Teks yang Diberikan:
++++++++++++++++++++

SURABAYA (global-news.co.id) – Tingginya jumlah janda usia sekolah (JUS) di Jawa Timur jadi pekerjaan rumah bagi Perwakilan Badan Kependudukan dan Keluarga Berencana Nasional (BKKBN) Jatim. JUS muncul akibat pernikahan dini, di mana pernikahan itu terpaksa terjadi lantaran adanya kehamilan yang tidak diinginkan.
Kepala Perwakilan BKKBN Provinsi Jatim, Maria Ernawati, mengatakan, salah satu dampak negatif pernikahan dini adalah potensi perceraian yang tinggi. Sebab, mempelai yang masih berusia muda atau masih usia sekolah ini tingkat emosinya masih labil dan belum dewasa.
Padahal salah satu upaya pencegahan lahirnya bayi stunting adalah calon ibu yang sehat dan terus memperhatikan asupan gizi selama kehamilan. “Kehamilan yang terjadi pada remaja sangat berpotensi terjadinya kelahiran stunting,” imbuhnya dalam talkshow bertema “Ibu Sehat Cegah Stunting”, Selasa (30/1/2024).
Diungkapkan, jumlah pernikahan dini di Jawa Timur yang masih tinggi berbanding lurus dengan tingginya angka perceraian. Akibatnya sukup banyak jumlah janda usia muda bahkan masih usia Sekolah.
“Istilah JUS ini kami ambil berdasarkan jumlah wanita yang menjadi kepala keluarga, dan itu tercantum di Kartu Keluarga karena tanpa ada nama suami. Dari Data Pendataan Keluarga tahun 2023 kemarin, di Jawa Timur jumlah JUS di bawah usia 15 tahun kurang lebih 856 orang, sedang JUS usia 15-19 tahun sebanyak 2.922 orang. Mereka menjadi JUS karena terpaksa menikah dini karena kehamilan yang tidak diinginkan. Setelah melahirkan mereka bercerai,” terang Erna.

++++++++++++++++++++

Ketentuan Tugas: Kutip kata demi kata bagian teks tentang janda usia sekolah di Jawa Timur, dari "Padahal salah satu" hingga "masih usia Sekolah.".

(Baris dari himpunan data)
++++++++++++++++++++

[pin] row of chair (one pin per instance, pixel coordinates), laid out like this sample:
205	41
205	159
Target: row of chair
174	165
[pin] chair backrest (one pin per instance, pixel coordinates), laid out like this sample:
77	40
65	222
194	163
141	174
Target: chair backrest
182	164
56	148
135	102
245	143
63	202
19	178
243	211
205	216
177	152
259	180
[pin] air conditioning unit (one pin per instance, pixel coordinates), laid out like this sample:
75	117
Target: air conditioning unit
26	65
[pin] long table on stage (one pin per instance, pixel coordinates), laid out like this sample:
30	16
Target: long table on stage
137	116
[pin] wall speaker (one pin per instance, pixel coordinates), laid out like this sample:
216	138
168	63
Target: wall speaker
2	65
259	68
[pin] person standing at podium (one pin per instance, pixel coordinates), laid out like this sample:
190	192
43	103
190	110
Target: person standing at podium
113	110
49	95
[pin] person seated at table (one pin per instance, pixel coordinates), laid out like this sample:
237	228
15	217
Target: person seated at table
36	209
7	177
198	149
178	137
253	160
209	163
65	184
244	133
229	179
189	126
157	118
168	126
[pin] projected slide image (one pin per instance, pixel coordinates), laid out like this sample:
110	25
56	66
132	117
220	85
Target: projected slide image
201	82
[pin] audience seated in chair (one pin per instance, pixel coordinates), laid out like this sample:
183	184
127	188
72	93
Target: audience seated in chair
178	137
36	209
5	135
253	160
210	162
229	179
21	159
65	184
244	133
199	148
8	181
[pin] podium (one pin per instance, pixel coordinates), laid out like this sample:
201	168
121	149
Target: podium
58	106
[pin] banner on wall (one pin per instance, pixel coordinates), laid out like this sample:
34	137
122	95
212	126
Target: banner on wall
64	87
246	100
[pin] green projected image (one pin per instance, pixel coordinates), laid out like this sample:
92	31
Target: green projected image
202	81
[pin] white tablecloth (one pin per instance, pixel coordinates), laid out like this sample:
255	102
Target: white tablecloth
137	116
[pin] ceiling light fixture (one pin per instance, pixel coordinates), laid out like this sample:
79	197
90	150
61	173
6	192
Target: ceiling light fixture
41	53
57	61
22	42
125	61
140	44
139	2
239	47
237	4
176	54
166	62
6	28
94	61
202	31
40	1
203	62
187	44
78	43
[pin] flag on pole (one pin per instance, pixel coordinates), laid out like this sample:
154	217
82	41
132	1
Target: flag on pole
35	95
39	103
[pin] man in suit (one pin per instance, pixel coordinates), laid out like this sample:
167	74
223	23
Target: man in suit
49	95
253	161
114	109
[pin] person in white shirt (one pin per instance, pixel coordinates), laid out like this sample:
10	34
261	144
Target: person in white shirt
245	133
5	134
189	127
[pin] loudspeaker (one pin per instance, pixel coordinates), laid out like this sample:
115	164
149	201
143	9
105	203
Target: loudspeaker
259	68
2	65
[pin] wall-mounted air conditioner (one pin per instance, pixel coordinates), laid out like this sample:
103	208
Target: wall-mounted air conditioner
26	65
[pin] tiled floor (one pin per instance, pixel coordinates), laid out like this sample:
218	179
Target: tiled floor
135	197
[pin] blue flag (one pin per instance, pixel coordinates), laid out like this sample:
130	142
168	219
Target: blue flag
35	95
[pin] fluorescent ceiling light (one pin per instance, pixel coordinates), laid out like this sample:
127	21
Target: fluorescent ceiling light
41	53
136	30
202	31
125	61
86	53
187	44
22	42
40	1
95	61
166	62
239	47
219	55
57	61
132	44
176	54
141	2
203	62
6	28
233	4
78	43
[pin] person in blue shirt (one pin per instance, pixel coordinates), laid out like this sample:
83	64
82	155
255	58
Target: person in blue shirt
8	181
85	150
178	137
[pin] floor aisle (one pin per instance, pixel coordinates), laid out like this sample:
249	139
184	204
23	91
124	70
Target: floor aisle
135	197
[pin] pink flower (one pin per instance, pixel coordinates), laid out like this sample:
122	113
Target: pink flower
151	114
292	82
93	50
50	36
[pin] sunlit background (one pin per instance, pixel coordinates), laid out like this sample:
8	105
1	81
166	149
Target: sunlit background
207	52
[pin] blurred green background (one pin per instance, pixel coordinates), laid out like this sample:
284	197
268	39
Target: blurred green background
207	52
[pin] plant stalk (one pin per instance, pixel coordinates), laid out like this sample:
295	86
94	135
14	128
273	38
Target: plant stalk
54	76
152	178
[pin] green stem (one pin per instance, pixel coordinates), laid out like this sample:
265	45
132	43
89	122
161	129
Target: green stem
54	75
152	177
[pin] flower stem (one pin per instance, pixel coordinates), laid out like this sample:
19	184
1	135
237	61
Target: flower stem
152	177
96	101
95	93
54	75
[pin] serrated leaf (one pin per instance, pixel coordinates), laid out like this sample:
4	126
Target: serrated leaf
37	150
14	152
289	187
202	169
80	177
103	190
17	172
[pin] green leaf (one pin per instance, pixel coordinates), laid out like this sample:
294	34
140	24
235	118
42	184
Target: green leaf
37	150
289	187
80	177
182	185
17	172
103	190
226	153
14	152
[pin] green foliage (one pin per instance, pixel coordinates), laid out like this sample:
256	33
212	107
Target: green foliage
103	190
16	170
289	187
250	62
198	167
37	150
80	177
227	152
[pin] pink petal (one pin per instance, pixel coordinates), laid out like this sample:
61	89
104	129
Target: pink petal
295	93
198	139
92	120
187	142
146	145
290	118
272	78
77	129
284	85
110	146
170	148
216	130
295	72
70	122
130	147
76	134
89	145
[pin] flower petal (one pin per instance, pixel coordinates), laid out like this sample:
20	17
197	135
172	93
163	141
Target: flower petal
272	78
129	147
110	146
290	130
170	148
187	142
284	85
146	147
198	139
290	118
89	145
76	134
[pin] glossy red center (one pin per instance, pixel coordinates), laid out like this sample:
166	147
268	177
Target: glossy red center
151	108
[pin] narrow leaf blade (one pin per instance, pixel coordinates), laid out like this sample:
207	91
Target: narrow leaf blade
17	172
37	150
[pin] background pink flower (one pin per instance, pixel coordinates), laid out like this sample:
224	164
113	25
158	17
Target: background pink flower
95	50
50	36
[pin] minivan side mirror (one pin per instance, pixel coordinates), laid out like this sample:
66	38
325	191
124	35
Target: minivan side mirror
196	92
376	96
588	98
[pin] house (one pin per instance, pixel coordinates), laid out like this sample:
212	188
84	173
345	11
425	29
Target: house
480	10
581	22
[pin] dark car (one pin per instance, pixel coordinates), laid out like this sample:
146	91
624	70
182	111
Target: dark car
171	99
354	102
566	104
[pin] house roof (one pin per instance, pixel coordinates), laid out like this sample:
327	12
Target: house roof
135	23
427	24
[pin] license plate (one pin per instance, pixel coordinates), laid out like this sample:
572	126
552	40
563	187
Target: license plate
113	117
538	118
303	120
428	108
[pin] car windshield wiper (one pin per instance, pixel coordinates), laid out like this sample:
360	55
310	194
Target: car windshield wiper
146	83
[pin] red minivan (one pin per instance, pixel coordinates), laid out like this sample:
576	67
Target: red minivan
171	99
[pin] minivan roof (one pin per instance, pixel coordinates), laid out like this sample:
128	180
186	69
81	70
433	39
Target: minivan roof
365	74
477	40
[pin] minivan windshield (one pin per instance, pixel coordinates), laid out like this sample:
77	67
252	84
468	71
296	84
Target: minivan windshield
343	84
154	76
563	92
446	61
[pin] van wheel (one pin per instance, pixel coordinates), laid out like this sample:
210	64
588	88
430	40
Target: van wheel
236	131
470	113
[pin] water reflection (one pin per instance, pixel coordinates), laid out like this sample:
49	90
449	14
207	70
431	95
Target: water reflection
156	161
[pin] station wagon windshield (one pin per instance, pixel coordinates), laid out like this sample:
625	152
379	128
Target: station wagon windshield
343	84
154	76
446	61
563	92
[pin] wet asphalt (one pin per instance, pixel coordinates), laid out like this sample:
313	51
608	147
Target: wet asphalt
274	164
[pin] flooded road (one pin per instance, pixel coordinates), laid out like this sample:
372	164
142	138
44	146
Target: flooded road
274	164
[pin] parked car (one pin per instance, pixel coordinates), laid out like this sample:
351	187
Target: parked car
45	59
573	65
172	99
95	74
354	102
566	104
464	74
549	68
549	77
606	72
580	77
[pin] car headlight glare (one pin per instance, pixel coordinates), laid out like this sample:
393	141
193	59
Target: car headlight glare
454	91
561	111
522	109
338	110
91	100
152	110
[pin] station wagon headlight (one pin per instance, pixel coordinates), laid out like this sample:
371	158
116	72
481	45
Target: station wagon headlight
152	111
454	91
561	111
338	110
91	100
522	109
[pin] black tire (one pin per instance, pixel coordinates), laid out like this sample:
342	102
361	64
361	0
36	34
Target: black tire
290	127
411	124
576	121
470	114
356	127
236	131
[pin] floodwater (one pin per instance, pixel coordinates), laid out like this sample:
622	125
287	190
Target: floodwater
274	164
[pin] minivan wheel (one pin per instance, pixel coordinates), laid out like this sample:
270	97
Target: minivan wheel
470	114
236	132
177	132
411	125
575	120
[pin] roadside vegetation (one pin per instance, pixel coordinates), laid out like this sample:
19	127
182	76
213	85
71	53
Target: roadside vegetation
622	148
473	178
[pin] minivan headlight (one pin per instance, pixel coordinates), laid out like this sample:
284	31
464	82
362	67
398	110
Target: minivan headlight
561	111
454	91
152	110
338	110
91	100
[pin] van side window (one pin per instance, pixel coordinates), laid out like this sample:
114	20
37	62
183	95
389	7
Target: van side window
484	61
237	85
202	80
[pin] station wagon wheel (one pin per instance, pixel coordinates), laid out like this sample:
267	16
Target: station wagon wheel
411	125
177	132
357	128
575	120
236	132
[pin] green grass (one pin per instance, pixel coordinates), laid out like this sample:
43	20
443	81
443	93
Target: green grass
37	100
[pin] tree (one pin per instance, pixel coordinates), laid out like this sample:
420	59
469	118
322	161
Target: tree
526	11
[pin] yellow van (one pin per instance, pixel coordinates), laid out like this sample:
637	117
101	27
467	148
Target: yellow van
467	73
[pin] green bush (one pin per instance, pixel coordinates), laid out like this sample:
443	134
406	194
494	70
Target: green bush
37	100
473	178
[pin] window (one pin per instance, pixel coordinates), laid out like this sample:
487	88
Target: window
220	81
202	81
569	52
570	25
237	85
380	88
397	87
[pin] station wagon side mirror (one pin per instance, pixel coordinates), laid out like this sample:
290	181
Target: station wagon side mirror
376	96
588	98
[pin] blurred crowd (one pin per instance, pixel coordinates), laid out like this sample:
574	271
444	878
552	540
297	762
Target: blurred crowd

++++++++++++++++++++

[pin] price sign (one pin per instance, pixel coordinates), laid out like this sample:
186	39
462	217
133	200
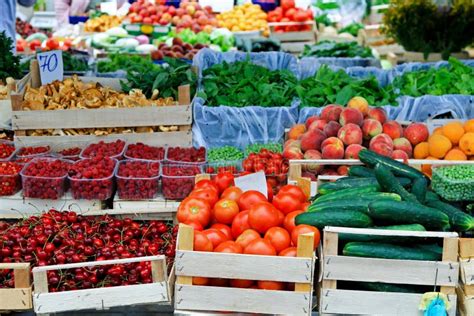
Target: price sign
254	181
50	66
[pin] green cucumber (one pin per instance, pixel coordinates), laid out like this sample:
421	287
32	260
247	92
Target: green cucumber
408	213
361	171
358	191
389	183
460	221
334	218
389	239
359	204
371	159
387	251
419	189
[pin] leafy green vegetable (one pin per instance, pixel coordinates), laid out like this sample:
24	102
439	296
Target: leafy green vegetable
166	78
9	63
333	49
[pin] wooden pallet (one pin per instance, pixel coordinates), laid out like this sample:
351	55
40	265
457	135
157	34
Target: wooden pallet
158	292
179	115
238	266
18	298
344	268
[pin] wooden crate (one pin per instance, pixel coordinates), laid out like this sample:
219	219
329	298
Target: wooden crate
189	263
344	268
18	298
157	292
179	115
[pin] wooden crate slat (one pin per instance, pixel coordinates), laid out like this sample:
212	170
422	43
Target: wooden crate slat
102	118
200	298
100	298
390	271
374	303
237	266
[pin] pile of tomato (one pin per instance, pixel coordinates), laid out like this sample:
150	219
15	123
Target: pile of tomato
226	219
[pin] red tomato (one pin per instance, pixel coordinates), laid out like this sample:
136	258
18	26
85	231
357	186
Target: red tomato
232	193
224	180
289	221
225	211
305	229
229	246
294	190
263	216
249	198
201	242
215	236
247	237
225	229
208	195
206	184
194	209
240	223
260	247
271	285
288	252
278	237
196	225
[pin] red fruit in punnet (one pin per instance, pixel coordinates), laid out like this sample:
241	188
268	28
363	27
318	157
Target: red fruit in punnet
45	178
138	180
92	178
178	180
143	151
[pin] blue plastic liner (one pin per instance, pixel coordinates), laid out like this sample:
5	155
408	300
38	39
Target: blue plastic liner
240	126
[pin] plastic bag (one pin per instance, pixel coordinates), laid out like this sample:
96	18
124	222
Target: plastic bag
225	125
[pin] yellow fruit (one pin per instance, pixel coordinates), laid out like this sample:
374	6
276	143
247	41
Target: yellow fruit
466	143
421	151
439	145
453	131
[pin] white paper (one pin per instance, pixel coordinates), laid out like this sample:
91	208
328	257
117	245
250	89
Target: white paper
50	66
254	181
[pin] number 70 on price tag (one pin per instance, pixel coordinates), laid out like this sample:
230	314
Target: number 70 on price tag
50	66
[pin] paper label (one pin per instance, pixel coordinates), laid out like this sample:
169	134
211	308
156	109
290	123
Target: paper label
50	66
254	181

++++++++++++++++++++

Hasil Latihan:
Padahal salah satu upaya pencegahan lahirnya bayi stunting adalah calon ibu yang sehat dan terus memperhatikan asupan gizi selama kehamilan. “Kehamilan yang terjadi pada remaja sangat berpotensi terjadinya kelahiran stunting,” imbuhnya dalam talkshow bertema “Ibu Sehat Cegah Stunting”, Selasa (30/1/2024).
Diungkapkan, jumlah pernikahan dini di Jawa Timur yang masih tinggi berbanding lurus dengan tingginya angka perceraian. Akibatnya sukup banyak jumlah janda usia muda bahkan masih usia Sekolah.